Passage to read:
»»

The following basic formulas are essential for every single real estate investor to know and understand. Being able to crunch the numbers and evaluate the bottom line of any real estate investment is what separates the novice from the pro.

To calculate Cash-on-Cash Return, divide the conservative net annual income from the investment after expenses (include maintenance and vacancy reserves) by the total investment capital you spend to buy the property. Investment capital includes down payment, closings cost, and any make-ready costs.  Example: If you plan to invest $25,000 and over the course of a year expect to receive $2,500 net income, you divide 2,500 by 25,000 to determine you will make a 10% Cash-on-Cash Return before tax benefits.

ROI, or Return on Investment, is calculated after the sale of the asset and takes into account changes in asset value that may increase or decrease the projected yield. This is calculated by taking all net cash flow received over the life of the asset and adding to that the net profit from the sale (after paying realtor fees and any buyer closing costs). Take that dollar amount and divide that into the original investment cost. The answer will be a percentage rate and is a more accurate look at the true yield of your investment. ROI differs from Cash-on-Cash Return by accounting for value changes during the time of ownership and sales costs.

««

What is asked:
Write out the entire passage on real estate investment formulas word for word.

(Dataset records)
»»

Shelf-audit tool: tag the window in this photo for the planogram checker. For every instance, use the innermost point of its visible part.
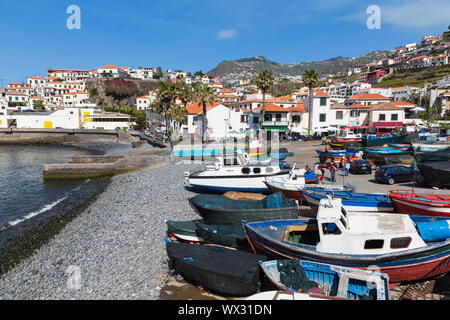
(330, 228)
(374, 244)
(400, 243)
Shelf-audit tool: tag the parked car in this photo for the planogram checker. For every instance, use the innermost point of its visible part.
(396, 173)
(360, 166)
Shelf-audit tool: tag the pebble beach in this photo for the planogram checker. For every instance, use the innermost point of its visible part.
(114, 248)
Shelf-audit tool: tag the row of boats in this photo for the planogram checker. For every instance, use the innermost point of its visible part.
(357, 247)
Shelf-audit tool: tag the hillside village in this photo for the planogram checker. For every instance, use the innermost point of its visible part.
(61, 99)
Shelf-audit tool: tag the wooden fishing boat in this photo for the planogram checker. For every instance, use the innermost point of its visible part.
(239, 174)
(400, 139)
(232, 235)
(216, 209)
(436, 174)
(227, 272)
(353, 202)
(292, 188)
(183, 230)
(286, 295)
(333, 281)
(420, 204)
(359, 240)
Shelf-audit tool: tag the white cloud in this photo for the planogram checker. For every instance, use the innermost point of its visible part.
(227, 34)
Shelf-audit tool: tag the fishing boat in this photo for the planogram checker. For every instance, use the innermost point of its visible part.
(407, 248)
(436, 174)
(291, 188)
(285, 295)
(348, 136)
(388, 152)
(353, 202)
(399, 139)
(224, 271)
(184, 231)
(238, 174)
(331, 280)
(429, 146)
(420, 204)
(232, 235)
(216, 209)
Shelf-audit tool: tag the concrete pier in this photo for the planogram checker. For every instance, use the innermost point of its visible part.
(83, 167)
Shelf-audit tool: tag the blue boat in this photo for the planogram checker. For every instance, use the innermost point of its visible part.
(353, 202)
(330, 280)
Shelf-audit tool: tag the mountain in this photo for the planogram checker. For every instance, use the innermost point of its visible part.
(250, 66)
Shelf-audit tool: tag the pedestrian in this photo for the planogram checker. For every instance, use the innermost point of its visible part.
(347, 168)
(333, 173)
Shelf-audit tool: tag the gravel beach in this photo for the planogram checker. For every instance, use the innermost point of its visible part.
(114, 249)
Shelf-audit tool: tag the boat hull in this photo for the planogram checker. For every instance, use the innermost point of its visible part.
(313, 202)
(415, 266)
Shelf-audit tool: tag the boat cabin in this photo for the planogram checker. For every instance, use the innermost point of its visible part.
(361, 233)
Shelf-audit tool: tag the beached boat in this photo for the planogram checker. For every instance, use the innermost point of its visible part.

««
»»

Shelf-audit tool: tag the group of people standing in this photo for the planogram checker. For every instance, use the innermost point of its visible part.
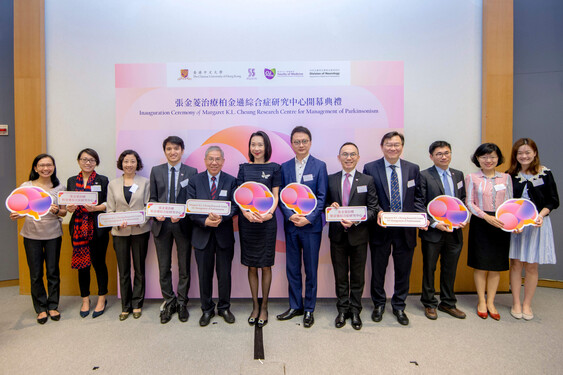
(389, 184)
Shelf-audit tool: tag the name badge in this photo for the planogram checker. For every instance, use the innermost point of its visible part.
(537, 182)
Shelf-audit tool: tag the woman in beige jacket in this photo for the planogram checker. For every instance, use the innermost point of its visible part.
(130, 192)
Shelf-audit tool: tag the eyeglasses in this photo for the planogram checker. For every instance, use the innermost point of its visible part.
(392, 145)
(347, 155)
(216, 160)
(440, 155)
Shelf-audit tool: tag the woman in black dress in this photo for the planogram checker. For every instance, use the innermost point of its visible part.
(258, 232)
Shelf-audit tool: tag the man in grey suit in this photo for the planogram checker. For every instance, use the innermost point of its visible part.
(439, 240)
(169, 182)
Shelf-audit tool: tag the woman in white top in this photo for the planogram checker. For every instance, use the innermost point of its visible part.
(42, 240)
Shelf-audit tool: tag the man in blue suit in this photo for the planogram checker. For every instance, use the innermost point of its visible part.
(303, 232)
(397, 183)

««

Reply to the exercise:
The following basic formulas are essential for every single real estate investor to know and understand. Being able to crunch the numbers and evaluate the bottom line of any real estate investment is what separates the novice from the pro.

To calculate Cash-on-Cash Return, divide the conservative net annual income from the investment after expenses (include maintenance and vacancy reserves) by the total investment capital you spend to buy the property. Investment capital includes down payment, closings cost, and any make-ready costs.  Example: If you plan to invest $25,000 and over the course of a year expect to receive $2,500 net income, you divide 2,500 by 25,000 to determine you will make a 10% Cash-on-Cash Return before tax benefits.

ROI, or Return on Investment, is calculated after the sale of the asset and takes into account changes in asset value that may increase or decrease the projected yield. This is calculated by taking all net cash flow received over the life of the asset and adding to that the net profit from the sale (after paying realtor fees and any buyer closing costs). Take that dollar amount and divide that into the original investment cost. The answer will be a percentage rate and is a more accurate look at the true yield of your investment. ROI differs from Cash-on-Cash Return by accounting for value changes during the time of ownership and sales costs.